**What to do**
In the records below, find the line with "like [[93, 164]]." and the line with "like [[130, 165]].". Print both exactly, along with every line between them, and no other line.

**Materials provided**
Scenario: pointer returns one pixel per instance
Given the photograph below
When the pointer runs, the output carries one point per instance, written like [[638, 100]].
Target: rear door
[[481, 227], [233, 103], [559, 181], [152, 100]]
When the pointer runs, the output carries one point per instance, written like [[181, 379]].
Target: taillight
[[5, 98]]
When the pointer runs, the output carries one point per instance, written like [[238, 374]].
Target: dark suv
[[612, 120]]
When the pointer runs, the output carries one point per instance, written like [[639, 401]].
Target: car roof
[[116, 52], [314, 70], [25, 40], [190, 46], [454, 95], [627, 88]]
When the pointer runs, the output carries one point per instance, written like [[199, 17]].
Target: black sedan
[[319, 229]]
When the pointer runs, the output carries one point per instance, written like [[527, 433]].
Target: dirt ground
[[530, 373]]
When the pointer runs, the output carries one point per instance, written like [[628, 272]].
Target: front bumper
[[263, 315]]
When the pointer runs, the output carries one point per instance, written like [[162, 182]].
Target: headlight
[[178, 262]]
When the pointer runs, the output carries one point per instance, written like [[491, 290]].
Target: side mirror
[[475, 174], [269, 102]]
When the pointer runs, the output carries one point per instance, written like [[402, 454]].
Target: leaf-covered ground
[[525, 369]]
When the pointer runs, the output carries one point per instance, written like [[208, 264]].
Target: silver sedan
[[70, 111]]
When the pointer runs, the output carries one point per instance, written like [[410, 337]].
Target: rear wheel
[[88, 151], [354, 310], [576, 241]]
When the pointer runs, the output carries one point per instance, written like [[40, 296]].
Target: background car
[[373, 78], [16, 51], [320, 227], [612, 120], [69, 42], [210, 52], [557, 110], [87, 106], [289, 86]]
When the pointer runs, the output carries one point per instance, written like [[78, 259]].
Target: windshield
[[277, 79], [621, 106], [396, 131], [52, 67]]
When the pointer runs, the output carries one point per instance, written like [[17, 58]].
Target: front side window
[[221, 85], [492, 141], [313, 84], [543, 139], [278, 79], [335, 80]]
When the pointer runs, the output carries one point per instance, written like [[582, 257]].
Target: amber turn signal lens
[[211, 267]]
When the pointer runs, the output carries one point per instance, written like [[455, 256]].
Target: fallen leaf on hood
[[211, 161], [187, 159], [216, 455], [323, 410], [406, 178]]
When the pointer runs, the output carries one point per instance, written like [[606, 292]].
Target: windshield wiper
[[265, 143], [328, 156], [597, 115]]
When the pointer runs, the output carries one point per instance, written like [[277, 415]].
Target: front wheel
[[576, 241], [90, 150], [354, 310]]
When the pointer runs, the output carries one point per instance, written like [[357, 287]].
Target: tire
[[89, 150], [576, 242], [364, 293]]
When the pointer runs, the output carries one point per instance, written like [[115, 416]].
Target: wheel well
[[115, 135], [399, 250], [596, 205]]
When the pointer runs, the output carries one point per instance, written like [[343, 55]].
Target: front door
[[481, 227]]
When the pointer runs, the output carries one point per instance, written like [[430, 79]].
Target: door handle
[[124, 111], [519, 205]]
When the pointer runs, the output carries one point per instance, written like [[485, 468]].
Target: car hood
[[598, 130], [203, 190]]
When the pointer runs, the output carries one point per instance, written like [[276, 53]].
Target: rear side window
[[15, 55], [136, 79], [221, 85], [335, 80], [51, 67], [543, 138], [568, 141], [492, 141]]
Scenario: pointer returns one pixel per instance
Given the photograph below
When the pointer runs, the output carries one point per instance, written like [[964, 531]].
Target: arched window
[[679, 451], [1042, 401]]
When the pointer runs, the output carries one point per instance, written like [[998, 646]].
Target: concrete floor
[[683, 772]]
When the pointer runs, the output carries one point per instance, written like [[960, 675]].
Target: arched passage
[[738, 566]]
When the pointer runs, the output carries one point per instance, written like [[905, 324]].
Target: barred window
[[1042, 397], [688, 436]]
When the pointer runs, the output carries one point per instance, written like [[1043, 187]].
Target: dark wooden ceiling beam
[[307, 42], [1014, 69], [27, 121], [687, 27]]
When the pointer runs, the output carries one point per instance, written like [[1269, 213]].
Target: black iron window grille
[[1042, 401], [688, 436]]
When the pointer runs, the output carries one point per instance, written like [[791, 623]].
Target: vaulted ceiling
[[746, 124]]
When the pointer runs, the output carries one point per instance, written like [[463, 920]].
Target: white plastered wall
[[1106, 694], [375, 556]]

* * *

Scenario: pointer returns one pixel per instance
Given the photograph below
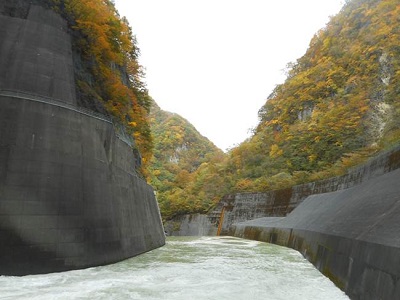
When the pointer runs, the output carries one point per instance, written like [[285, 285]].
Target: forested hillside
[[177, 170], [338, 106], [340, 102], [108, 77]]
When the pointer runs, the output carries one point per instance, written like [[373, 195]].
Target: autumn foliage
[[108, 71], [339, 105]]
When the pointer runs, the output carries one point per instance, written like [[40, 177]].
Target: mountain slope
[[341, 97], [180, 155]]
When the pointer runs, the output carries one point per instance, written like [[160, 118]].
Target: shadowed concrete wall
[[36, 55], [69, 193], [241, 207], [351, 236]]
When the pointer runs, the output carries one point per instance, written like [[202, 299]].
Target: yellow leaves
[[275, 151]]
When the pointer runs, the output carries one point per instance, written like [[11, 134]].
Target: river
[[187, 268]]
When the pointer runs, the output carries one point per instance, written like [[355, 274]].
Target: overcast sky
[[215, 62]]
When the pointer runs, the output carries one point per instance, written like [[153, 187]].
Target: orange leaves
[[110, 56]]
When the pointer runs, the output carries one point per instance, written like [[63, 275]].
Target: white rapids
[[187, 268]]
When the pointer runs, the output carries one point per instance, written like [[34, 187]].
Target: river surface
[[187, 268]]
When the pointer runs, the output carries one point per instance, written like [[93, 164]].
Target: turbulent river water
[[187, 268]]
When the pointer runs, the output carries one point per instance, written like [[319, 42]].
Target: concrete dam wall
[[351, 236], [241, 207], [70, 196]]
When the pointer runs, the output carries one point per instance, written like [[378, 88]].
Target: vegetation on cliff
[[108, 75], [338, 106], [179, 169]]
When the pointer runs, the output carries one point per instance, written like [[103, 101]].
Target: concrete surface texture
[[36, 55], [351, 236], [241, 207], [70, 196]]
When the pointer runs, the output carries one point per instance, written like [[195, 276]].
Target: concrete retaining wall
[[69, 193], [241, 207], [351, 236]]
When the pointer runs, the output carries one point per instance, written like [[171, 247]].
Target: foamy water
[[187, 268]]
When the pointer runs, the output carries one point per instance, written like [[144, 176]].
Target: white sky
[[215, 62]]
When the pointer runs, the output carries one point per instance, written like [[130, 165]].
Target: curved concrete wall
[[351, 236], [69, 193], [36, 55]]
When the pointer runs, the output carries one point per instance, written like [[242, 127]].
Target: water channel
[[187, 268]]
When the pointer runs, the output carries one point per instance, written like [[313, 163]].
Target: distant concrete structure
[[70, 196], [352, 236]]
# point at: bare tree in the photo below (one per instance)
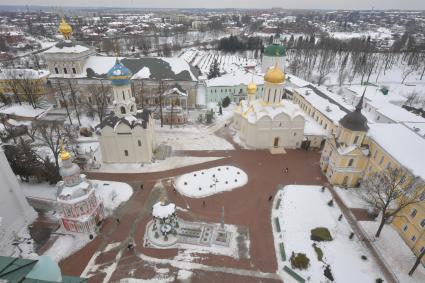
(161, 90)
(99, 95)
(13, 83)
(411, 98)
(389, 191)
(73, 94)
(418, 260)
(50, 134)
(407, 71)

**Answer box**
When the pointer runs, the output carries one point per instance, written like [[93, 164]].
Target: turbulent river water
[[187, 268]]
When the pointer runs, the output carries one point per instance, written like [[319, 42]].
Target: concrete dam wall
[[351, 236], [241, 207], [70, 196]]
When the pointer runs, the output carries one point per instance, written like [[378, 88]].
Target: vegetation on cliff
[[108, 75], [338, 106], [179, 169]]
When the pointer runs, the output carries one point per instance, written like [[103, 101]].
Target: concrete surface texture
[[36, 55], [351, 236], [241, 207], [70, 196]]
When the pointer runs, the output carries one point per instance, written like [[195, 276]].
Target: concrete retaining wall
[[69, 193], [241, 207], [351, 236]]
When the pointer runs, the output carries one point per instance, written like [[171, 247]].
Target: foamy water
[[187, 268]]
When the pointer runs, the output carries one point per instance, written like [[144, 176]].
Target: white sky
[[215, 62]]
When the pointer runs, the output carries one point per instance, written like [[130, 165]].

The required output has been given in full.